* **WHAT YOU WILL DO**:
Turn the records below, from the first line through the line containing "Target: vertical wooden slat", into a Markdown table with the columns Row and Line. Skip any blank lines.

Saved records
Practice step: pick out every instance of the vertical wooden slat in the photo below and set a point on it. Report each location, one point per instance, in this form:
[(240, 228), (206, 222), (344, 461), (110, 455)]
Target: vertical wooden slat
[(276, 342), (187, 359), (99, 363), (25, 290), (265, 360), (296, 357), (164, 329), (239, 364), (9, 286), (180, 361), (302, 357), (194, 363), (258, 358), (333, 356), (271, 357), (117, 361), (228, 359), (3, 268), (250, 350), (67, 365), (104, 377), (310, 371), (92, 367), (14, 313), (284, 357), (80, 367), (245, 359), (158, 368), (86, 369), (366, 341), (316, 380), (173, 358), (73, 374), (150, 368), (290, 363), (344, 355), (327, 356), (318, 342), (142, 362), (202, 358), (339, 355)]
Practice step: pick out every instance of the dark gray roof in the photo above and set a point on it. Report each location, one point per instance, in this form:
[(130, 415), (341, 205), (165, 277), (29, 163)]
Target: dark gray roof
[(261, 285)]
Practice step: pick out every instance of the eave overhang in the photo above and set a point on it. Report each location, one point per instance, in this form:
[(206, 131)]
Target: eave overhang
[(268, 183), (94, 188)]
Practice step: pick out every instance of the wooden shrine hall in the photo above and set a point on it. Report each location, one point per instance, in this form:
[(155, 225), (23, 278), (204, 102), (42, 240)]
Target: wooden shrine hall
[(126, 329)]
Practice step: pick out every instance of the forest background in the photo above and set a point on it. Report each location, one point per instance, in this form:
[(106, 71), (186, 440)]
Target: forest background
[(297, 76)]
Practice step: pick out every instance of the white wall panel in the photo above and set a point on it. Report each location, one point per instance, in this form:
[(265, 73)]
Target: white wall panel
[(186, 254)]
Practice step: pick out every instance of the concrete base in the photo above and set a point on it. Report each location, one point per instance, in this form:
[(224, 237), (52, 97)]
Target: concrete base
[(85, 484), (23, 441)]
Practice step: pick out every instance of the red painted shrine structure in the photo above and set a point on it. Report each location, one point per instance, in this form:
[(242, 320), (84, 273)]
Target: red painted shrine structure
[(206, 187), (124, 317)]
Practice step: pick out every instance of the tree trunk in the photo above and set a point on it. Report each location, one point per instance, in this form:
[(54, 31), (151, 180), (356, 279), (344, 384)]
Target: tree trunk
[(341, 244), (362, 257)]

* **ANSWER TO THE EXERCISE**:
| Row | Line |
|---|---|
| 1 | Practice step: pick out every instance of the vertical wooden slat in the photo below and set a point on it. Report each location, one point per instance, in this form: |
| 2 | [(240, 228), (206, 222), (344, 461), (110, 455)] |
| 3 | Target: vertical wooden slat |